Objective: Return each of the following records exactly as it is, changing nothing.

────

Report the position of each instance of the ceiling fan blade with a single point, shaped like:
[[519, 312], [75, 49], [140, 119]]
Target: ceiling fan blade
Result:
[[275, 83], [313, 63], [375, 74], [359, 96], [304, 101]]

────

Task response:
Report the position of each instance of the ceiling fan blade with a single point, shaped like:
[[519, 312], [75, 49], [140, 119]]
Target: ceiling fan blade
Result:
[[275, 83], [313, 63], [375, 74], [359, 96], [304, 101]]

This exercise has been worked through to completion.